## Page text:
Lossless Session Configuration
Defines lossless session defaults, limits, and runtime preflight behavior.
We now define default behavior for the lossless session engines used by the dataplane.
Location
The implementation is anchored in dataplane/src/node/config.rs via LosslessConfig, which owns all default session behavior for the dataplane.
Glossary: Lossless Terms
This page uses several runtime terms in close proximity; the definitions below keep the sequence clear:
| Term | Meaning |
|---|---|
Session | One sender-receiver agreement started by runtime control messages, represented by a session identifier (session_id). |
Chunk | A contiguous slice of payload data taken from the application stream before coding. |
Block | A set of chunks grouped together for scheduling and manifest negotiation in one lossless transfer unit. |
Symbol | The FEC encoded unit produced inside a block; symbols are what get tracked by symbols_per_block and sent with symbol-level ACK/state. |
Manifest | Metadata advertised at session start, including chosen coding mode and expected reconstruction expectations. |
FEC (fec_*) | Forward error correction runtime knobs on the sender side that control symbol sizing, block structure, and routing constraints. |
flowchart LR
AppData["Application payload bytes"]
Chunk["Chunk (chunk_size)"]
Block["Block (session chunk grouping)"]
Symbol["FEC Symbol"]
Session["Lossless Session"]
AppData --> Chunk
Chunk --> Block
Block --> Symbol
Symbol --> SessionFields
| Field | Default | Description |
|---|---|---|
default_chunk_size | 8500 | Default payload chunk size in bytes. |
data_bucket | None | Optional token bucket for data pacing. |
ready_grace_ms | 1500 | Grace window (ms) before the sender starts streaming when not all receivers have reported Ready. |
fec_tree_lane_depth | 32 | Per-tree sender lane depth for collaborative FEC dispatch. |
fec_dispatch_burst | 1 | Max FEC symbols dispatched per sender scheduling cycle. |
fec_max_tree_lanes | 64 | Max allowed fec_tree_ids length at runtime preflight. |
fec_collaborative_multitree_enabled | true | On/off gate for collaborative multi-tree FEC mode. |
fec_enabled | false | Global enable switch for FEC sessions (opt-in by default). |
fec_require_capability | true | Reject FEC sessions unless receiver capability negotiation is present. |
fec_default_symbols_per_block | 32 | Runtime-derived default FecManifest.symbols_per_block before preflight. |
fec_symbol_size_policy | "chunk_size" | Default symbol-size policy: chunk_size follows session chunk_size, fixed uses fec_default_symbol_size. |
fec_default_symbol_size | 8500 | Fixed default FecManifest.symbol_size when fec_symbol_size_policy="fixed". |
fec_tree_ids_source | "config" | Source for internal sender tree-id allowlist (config or installed_routes). |
fec_default_tree_ids | [0] | Config fallback tree-id allowlist used when fec_tree_ids_source="config". |
fec_symbols_per_block_min | 1 | Lower bound enforced at runtime for FEC symbols-per-block. |
fec_symbols_per_block_max | 1024 | Upper bound enforced at runtime for FEC symbols-per-block. |
fec_symbol_size_min | 1 | Lower bound enforced at runtime for FEC symbol size. |
fec_symbol_size_max | 16384 | Upper bound enforced at runtime for FEC symbol size. |
FEC Runtime-Derived Defaults
At startup, the sender runtime derives symbols_per_block from fec_default_symbols_per_block and then canonicalizes it into the [fec_symbols_per_block_min, fec_symbols_per_block_max] range. It also derives the symbol size from fec_symbol_size_policy: with chunk_size, each session follows its own chunk_size, while fixed uses fec_default_symbol_size. Tree IDs flow from fec_tree_ids_source and fec_default_tree_ids, then become a sorted unique set before sender preflight. For Python callers, there are no per-session FEC overrides; the runtime config values remain authoritative.

## To do:
• a. Rewrite the lossless session configuration page between "Lossless Session Configuration" and "by the dataplane.", inclusive, replacing "preflight behavior" with "startup checks".
• b. According to the lossless session configuration page, what is the default value of ready_grace_ms?

## Excerpted records:

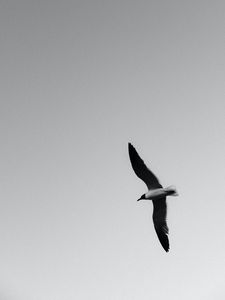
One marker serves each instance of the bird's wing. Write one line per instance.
(159, 220)
(141, 170)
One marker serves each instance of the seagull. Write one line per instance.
(156, 193)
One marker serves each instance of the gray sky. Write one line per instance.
(80, 79)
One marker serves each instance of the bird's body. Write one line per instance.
(156, 193)
(160, 192)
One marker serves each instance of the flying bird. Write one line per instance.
(156, 193)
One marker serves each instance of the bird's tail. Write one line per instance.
(171, 190)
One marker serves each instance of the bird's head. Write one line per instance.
(142, 197)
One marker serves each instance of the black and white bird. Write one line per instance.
(156, 193)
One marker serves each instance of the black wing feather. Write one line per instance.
(159, 220)
(141, 170)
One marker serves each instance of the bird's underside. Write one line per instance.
(154, 189)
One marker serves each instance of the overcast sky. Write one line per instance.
(79, 80)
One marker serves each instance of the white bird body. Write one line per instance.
(161, 192)
(156, 193)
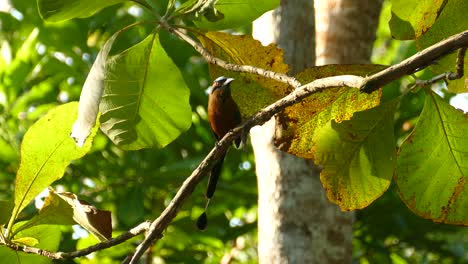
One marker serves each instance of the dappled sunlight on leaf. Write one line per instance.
(357, 156)
(46, 151)
(251, 92)
(300, 122)
(432, 164)
(145, 103)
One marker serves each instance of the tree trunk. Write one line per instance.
(296, 223)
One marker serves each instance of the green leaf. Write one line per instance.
(357, 156)
(300, 122)
(48, 238)
(27, 241)
(59, 10)
(432, 172)
(46, 151)
(251, 92)
(412, 18)
(55, 211)
(6, 207)
(236, 13)
(451, 21)
(64, 208)
(145, 102)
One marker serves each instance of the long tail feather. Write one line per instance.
(214, 176)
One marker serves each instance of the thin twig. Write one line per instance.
(444, 76)
(229, 66)
(418, 61)
(83, 252)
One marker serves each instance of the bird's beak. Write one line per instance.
(228, 81)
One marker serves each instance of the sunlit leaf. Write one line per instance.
(235, 13)
(6, 208)
(251, 92)
(300, 122)
(48, 238)
(357, 156)
(27, 241)
(55, 211)
(46, 151)
(97, 222)
(58, 10)
(432, 172)
(451, 21)
(91, 95)
(412, 18)
(145, 103)
(64, 208)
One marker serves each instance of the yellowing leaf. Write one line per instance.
(412, 18)
(452, 20)
(251, 92)
(357, 156)
(432, 172)
(300, 122)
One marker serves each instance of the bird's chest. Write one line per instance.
(222, 113)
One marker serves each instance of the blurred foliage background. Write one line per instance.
(43, 65)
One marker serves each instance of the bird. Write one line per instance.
(223, 115)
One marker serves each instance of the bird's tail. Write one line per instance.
(214, 176)
(212, 181)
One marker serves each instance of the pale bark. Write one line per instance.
(296, 223)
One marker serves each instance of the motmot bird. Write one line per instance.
(223, 115)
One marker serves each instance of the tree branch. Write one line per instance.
(229, 66)
(83, 252)
(417, 62)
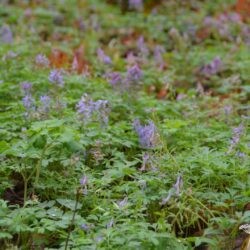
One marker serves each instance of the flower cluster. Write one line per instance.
(42, 60)
(136, 4)
(6, 35)
(114, 78)
(142, 47)
(56, 76)
(212, 68)
(237, 132)
(86, 108)
(45, 101)
(174, 191)
(103, 57)
(28, 102)
(147, 134)
(26, 87)
(84, 183)
(134, 74)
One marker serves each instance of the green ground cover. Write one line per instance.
(123, 126)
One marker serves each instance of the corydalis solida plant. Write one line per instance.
(147, 134)
(56, 76)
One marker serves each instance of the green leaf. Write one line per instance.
(69, 203)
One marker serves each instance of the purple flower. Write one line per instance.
(85, 106)
(28, 102)
(227, 110)
(84, 180)
(42, 60)
(111, 223)
(123, 202)
(147, 134)
(86, 227)
(6, 35)
(136, 4)
(56, 76)
(102, 108)
(174, 191)
(45, 100)
(134, 74)
(237, 132)
(178, 185)
(145, 159)
(103, 57)
(84, 183)
(114, 78)
(240, 154)
(26, 87)
(142, 47)
(212, 68)
(158, 51)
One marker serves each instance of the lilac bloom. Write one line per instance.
(227, 109)
(45, 100)
(136, 4)
(103, 57)
(142, 47)
(178, 185)
(111, 223)
(6, 35)
(56, 77)
(237, 133)
(85, 227)
(85, 106)
(114, 78)
(174, 191)
(102, 108)
(26, 87)
(166, 200)
(213, 67)
(147, 134)
(158, 51)
(42, 60)
(145, 159)
(84, 180)
(28, 102)
(123, 202)
(134, 74)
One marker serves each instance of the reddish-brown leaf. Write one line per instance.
(243, 8)
(58, 58)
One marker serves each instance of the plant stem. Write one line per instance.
(73, 218)
(38, 167)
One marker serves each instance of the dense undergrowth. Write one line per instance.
(123, 129)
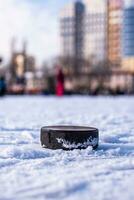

## Task results:
• a.
Lossless Session Configuration
Defines lossless session defaults, limits, and runtime startup checks.
We now define default behavior for the lossless session engines used by the dataplane.

• b. 1500 milliseconds.